▶ _BRIEF_: Copy each of the following items word for word.

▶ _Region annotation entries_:
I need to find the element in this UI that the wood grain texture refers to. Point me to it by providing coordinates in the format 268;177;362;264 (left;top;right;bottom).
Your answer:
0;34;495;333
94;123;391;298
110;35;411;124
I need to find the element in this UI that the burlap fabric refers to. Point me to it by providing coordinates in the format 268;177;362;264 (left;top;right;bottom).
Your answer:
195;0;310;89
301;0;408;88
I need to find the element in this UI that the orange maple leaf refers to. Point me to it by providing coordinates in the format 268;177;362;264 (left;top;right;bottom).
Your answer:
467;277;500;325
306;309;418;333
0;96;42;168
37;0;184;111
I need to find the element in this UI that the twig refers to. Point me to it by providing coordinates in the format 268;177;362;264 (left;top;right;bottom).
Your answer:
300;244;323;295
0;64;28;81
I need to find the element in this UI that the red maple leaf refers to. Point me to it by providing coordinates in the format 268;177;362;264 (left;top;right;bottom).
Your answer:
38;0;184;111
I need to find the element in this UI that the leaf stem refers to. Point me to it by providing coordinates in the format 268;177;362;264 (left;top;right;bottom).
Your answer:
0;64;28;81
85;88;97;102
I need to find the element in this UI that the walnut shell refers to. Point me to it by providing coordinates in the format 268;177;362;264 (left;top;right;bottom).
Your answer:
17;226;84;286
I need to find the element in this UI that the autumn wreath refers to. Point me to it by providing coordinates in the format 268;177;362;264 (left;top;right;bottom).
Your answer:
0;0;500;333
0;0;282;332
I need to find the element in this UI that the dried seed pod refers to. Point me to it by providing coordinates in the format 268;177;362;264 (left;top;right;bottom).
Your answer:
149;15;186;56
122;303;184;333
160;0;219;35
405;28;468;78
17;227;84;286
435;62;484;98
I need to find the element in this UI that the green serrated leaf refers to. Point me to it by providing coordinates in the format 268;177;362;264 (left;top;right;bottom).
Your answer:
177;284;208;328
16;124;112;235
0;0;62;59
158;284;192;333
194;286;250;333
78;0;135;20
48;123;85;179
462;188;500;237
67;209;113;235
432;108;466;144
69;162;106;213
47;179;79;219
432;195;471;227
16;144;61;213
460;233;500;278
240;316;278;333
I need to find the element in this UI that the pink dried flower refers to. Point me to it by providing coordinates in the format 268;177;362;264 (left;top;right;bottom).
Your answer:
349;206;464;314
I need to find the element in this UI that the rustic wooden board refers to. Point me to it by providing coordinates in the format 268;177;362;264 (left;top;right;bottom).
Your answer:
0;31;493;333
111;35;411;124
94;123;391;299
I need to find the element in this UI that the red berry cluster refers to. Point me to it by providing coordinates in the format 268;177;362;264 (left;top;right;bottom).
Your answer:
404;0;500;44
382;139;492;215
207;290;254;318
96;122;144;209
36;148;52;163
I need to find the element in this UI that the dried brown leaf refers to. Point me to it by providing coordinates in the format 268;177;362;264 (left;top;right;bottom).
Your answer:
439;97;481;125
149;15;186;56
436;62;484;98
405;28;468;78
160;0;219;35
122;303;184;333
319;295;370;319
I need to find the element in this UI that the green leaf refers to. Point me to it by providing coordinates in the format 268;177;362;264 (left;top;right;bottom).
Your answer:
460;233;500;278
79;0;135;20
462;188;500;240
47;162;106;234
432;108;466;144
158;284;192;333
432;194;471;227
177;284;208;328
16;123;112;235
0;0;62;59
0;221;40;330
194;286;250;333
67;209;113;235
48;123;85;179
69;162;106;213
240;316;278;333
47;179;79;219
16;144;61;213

▶ _RESPONSE TO THIS EXERCISE_:
I need to find the element in this UI that the wood grain texture refers to. Point me to it by providing coordinates in the format 268;177;362;264 (left;top;right;bottom).
Your answer:
0;34;495;333
94;123;391;298
110;35;411;124
I need to find the element in this UI that the burlap fabric refers to. Point me to it by providing coordinates in the format 268;177;362;264 (left;top;right;bottom).
Your answer:
195;0;310;89
301;0;408;88
I need to find the element in this UI that the orange maple leaf refers to. Point me to it by providing coordinates in the format 268;177;362;264 (left;top;right;bottom).
Your answer:
467;277;500;325
306;309;418;333
0;96;42;168
37;0;184;111
I need to find the element in this UI that the twig refers to. Point me to it by providing coordinates in the format 268;177;362;264 (left;top;right;bottom).
Your answer:
300;244;323;295
0;64;28;81
I need to find the element in this UI that the red maple leaf refers to. Point me to it by providing coordinates in the format 268;177;362;264 (left;top;right;bottom).
Your answer:
38;0;184;111
I need to find the element in this UI that the leaf stem refers to. Point me to it by providing coordinates in the format 268;177;362;264 (left;top;right;bottom).
Your answer:
0;64;28;81
85;88;97;102
I need to find the element in this UI that the walnut shell refers to. Point me to it by providing coordinates in the format 268;177;362;264 (left;top;right;bottom).
Your answer:
17;226;84;286
I need to find the element in this UI that the autumn wreath refers to. Point me to it by providing coordinates in the format 268;177;362;264 (left;top;right;bottom).
Your answer:
0;0;500;333
0;0;282;332
I need to find the element in this UI that the dried seed pod refers to. Point me to it by providing coordinates in the format 268;177;362;264 (left;top;right;bottom).
Your answer:
149;15;186;56
122;303;184;333
160;0;219;35
405;28;468;78
17;227;84;286
435;62;484;98
I need to find the element in this UI that the green serrated leaf refers to. Point me to it by providing coordinates in the format 268;177;362;264 (left;top;right;bottom).
Your answer:
177;284;208;328
16;124;112;235
0;0;62;59
158;284;192;333
194;286;250;333
78;0;135;20
48;123;85;179
462;188;500;237
67;209;113;235
432;108;466;144
69;162;106;213
47;179;79;219
432;195;471;227
16;144;61;213
460;233;500;278
240;316;278;333
I need to find the element in this UI that the pink dried flower refers to. Point me to it by providing coordinates in the format 268;177;362;264 (left;top;right;bottom).
Your answer:
349;206;464;314
I need to find the element in this UI that the rustic wooden board refers to. Point me to it by providing coordinates in the format 268;177;362;264 (left;top;right;bottom).
Your answer:
0;31;493;333
111;35;411;124
94;123;391;299
I need to find the element in this UI that the red berry cluster refers to. Point me to it by providing coordinates in the format 268;177;362;264 (left;top;right;bottom).
Your answer:
404;0;500;44
382;139;492;215
207;290;254;318
96;122;144;209
36;148;52;163
I need to find the element in this UI that the dried brown leaf refers to. Point me to it by providing coordinates in the format 268;177;362;264 (left;top;right;bottom).
Your answer:
439;97;481;125
149;15;186;56
436;62;484;98
405;28;468;78
160;0;219;35
122;303;184;333
319;295;370;319
I need to find the element in this UI that the green leaf refers to. Point me to it by providing coordinates in the format 268;177;362;264 (left;top;right;bottom).
Your answer:
460;233;500;278
79;0;135;20
462;188;500;240
47;162;106;234
432;108;466;144
158;284;192;333
432;194;471;227
177;284;208;328
16;123;112;235
0;0;62;59
0;221;40;330
194;286;250;333
67;209;113;235
48;123;85;179
69;162;106;213
240;316;278;333
47;179;79;219
16;144;61;213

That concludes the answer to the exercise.